What the task asks —
The listing below must be copied exactly and in full.

Raw data —
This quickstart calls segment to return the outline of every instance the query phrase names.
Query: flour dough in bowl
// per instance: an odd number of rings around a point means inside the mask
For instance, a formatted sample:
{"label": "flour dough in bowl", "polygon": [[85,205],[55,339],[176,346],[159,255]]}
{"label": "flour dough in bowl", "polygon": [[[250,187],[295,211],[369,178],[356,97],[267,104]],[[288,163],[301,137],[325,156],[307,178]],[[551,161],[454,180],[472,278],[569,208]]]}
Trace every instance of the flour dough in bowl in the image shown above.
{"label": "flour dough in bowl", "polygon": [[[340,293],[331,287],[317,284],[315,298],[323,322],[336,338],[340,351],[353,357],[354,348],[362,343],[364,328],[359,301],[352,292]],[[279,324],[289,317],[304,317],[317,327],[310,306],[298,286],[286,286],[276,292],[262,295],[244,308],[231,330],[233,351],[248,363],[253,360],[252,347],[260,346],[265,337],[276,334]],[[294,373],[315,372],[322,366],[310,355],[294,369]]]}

Task answer —
This quickstart calls segment to return the outline of every instance the query phrase names.
Query: flour dough in bowl
// per instance: an odd number of rings around a point means inside the mask
For instance, a formatted sample:
{"label": "flour dough in bowl", "polygon": [[85,205],[55,339],[176,346],[159,255]]}
{"label": "flour dough in bowl", "polygon": [[[250,187],[295,211],[369,178],[356,97],[267,104]],[[288,163],[301,137],[325,156],[307,178]],[[551,161],[454,180],[472,278],[569,208]]]}
Trace every instance of the flour dough in bowl in the image shown above.
{"label": "flour dough in bowl", "polygon": [[[340,293],[331,287],[317,284],[315,298],[323,322],[336,338],[340,351],[353,357],[354,348],[362,343],[364,328],[359,301],[352,292]],[[279,324],[289,317],[304,317],[317,327],[310,306],[298,286],[286,286],[276,292],[262,295],[244,308],[231,330],[233,351],[248,363],[253,360],[252,347],[260,346],[265,337],[276,334]],[[294,373],[315,372],[322,366],[310,355],[294,369]]]}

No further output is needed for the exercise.